§ Set exercise: Find each of the lines below that contains the word "lamp", matching case exactly, and copy those lines.

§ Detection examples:
╔══

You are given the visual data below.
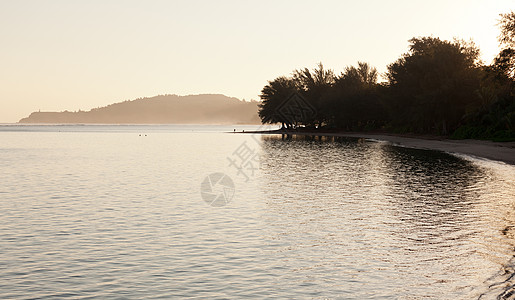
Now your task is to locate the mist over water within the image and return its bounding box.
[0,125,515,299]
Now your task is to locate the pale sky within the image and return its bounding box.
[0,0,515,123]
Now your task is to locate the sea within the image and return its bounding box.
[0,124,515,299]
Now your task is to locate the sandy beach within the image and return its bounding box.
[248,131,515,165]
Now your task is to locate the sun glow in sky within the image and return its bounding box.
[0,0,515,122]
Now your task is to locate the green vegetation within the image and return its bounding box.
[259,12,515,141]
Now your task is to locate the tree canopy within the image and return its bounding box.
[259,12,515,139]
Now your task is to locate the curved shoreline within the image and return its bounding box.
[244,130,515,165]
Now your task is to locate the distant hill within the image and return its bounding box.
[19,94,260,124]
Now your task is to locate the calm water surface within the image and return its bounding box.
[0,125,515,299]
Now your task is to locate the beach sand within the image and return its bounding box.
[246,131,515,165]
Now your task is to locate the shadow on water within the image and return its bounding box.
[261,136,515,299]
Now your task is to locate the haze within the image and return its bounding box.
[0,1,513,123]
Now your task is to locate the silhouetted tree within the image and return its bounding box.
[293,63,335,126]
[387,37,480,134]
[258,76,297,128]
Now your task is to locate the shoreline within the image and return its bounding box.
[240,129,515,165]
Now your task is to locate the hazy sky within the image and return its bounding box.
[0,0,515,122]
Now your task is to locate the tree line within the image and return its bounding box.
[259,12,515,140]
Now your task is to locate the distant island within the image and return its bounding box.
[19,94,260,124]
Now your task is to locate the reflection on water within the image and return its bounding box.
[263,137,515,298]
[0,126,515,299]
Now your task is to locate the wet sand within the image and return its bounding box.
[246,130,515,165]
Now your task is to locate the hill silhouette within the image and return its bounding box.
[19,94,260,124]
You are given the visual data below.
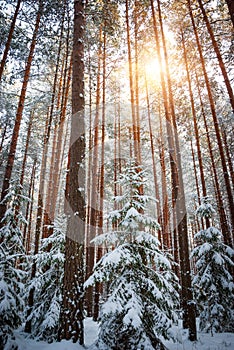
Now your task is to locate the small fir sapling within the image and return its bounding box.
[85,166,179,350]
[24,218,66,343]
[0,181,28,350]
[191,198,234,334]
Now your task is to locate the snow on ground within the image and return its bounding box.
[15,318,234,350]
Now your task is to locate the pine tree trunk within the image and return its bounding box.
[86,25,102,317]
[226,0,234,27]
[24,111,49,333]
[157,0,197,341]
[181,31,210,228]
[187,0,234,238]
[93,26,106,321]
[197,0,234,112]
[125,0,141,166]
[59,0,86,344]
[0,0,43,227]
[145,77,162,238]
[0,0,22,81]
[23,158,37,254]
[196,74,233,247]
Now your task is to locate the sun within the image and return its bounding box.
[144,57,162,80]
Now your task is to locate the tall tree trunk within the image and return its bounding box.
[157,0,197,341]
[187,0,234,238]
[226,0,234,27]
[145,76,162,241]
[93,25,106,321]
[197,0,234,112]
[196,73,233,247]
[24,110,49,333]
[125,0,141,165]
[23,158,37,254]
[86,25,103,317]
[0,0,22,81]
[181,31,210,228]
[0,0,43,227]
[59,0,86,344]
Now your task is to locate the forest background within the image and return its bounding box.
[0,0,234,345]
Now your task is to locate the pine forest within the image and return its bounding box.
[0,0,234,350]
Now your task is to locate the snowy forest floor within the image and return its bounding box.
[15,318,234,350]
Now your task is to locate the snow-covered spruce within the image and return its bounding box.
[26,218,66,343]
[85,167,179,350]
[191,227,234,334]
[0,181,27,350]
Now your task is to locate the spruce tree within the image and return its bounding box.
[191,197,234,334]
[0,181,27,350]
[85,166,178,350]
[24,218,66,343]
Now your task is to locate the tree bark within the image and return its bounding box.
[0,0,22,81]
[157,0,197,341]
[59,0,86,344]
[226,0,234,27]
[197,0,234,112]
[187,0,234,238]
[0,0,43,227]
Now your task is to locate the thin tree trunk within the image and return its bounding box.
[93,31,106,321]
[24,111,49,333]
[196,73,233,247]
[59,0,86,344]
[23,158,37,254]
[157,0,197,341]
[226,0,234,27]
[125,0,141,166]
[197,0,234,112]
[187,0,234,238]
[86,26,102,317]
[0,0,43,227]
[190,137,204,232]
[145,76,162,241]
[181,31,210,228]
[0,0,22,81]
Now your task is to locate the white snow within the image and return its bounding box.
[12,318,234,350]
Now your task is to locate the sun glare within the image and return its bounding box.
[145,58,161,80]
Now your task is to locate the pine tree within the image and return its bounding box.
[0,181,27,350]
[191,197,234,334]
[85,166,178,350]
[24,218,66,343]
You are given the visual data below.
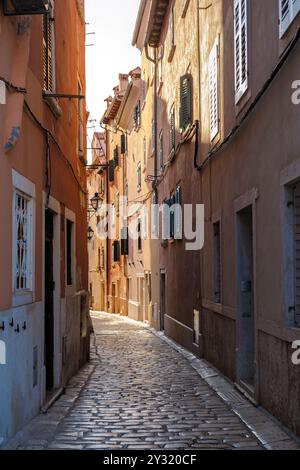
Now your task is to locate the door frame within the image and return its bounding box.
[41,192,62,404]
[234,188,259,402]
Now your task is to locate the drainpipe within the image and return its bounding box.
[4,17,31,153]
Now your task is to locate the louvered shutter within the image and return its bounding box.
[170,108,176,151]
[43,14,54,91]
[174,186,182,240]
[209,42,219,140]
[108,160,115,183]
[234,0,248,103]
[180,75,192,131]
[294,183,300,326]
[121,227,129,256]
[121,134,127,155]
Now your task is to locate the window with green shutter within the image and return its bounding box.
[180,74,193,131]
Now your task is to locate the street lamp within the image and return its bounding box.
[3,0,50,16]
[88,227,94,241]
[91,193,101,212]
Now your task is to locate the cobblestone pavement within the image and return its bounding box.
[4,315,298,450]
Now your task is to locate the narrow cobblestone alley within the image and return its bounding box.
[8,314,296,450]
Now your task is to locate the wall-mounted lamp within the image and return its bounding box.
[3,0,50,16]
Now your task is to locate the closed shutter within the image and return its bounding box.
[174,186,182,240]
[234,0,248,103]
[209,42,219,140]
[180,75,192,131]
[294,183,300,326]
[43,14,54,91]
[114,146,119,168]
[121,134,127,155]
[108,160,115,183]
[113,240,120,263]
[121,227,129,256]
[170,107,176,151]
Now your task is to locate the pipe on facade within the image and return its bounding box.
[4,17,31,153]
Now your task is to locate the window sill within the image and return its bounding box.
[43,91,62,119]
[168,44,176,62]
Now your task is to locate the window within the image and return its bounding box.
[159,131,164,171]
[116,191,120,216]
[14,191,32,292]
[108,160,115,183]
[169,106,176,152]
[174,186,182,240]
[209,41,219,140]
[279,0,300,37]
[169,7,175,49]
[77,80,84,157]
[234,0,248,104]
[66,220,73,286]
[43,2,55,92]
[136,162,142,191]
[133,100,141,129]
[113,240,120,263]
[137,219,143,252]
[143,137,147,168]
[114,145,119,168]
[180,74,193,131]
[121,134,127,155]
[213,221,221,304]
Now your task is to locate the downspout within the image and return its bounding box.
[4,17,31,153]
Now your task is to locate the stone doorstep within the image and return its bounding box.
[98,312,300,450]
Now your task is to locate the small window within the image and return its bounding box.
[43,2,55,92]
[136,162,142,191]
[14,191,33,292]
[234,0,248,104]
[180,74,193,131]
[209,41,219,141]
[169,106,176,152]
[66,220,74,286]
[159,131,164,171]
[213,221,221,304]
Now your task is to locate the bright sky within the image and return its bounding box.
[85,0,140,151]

╚══

§ Solution to this exercise:
Now your task is to locate the street lamp within the image and return its bounding box.
Now your task is to locate the wall-mounted lamp within the image and return its bounding box.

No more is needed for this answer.